** Exercises **
**1.** Summarize the passage on Antarctic krill and ocean acidification in two sentences.
**2.** Resume the passage on Antarctic krill and ocean acidification, starting right after its final sentence.

** Reading passage **
The Antarctic krill is an essential part of the food chain in the Antarctic, serving as prey for many marine mammals and birds. How will rising ocean acidification affect this species?
New research has found that Antarctic krill would be largely unaffected by the higher levels of ocean acidification predicted for the next 100 to 300 years.
"Our study found that adult krill are able to survive, grow and mature when exposed for up to one year to ocean acidification levels that can be expected this century," said the study’s lead author PhD student Jess Ericson. Hailing from the Institute of Marine and Antarctic Studies at the University of Tasmania, she added that the long-term lab study was the first of its kind.
The findings of the study was published in the Communications Biology journal.
The study lasted 46 weeks, during which researchers reared adult krill in seawater in the lab at different pH levels, including present-day levels, levels predicted within 100 to 300 years and up to an extreme level.

** Dataset entries **
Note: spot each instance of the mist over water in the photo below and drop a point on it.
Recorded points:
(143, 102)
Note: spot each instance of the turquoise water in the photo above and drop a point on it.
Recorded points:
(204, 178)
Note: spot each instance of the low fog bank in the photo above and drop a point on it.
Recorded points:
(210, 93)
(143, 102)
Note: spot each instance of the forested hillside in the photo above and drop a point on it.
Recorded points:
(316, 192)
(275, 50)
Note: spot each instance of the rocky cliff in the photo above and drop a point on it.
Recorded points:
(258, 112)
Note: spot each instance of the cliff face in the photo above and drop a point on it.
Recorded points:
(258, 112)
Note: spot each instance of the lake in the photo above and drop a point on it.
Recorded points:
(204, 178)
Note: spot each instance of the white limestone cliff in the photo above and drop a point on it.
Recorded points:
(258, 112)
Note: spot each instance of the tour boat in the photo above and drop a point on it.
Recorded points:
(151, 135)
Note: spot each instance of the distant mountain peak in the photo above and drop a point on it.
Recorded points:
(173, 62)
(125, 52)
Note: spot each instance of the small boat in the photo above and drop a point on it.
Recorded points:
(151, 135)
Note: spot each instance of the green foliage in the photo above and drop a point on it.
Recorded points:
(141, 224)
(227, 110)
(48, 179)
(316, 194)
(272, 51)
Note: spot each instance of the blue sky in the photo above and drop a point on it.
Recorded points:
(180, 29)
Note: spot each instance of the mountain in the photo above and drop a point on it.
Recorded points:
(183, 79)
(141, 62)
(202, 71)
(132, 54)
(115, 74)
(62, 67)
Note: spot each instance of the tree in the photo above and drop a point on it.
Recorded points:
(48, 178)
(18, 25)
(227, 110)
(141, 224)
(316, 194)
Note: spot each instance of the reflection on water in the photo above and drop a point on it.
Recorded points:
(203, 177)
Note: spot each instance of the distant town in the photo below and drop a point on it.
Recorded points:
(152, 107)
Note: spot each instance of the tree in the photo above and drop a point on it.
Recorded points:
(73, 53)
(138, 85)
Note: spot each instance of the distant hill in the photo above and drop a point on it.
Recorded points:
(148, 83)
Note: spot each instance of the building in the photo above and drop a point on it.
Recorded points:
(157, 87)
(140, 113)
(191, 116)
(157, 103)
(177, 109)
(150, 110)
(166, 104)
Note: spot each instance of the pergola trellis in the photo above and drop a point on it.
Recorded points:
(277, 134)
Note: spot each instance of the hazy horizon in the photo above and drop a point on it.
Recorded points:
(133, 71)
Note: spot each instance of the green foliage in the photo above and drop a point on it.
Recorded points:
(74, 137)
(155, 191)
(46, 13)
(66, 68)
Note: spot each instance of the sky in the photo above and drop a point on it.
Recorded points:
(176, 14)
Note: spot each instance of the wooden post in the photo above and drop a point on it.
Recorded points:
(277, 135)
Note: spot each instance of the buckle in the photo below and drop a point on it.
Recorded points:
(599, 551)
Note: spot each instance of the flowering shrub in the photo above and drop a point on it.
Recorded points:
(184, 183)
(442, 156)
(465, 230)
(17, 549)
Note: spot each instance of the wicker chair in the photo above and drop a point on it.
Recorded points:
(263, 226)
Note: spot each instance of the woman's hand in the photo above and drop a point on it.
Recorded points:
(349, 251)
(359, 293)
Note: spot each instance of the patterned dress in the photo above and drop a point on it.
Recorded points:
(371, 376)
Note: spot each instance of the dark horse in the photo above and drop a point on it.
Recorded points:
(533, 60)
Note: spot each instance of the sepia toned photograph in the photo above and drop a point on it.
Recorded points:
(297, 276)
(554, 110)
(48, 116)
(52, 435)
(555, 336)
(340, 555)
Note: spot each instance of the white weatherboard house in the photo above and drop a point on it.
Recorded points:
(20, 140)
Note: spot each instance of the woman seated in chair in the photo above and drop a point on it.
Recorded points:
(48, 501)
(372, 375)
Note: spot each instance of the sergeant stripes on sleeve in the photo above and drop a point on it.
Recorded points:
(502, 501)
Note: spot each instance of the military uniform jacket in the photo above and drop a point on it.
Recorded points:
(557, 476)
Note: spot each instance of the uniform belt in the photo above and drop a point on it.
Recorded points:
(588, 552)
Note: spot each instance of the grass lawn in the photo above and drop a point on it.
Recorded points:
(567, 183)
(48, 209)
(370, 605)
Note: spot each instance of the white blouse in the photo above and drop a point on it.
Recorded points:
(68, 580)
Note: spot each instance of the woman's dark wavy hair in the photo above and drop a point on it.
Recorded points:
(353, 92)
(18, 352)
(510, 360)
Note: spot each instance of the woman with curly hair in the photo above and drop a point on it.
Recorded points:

** Answers to the exercises **
**1.** New research found that Antarctic krill would be largely unaffected by the higher levels of ocean acidification predicted for the next 100 to 300 years. In a 46-week lab study published in Communications Biology, adult krill exposed to acidification levels expected this century were able to survive, grow and mature.

**2.**
Then, they measured various physiological and biochemical variables to find out how ocean acidification in the future might affect the krill’s survival, size, lipid stores, reproduction, metabolism and extracellular fluid.
It was discovered that adult krill could actively maintain the acid base balance of their body fluids as seawater pH levels decreased, thereby enhancing their resilience to ocean acidification.
As krill is an essential part in the Antarctic food chain, the findings on their resilience are significant.
"However, the persistence of krill in a changing ocean will also depend on how they respond to ocean acidification in synergy with other stressors, such as ocean warming and decreases in sea ice extent," Ericson cautioned.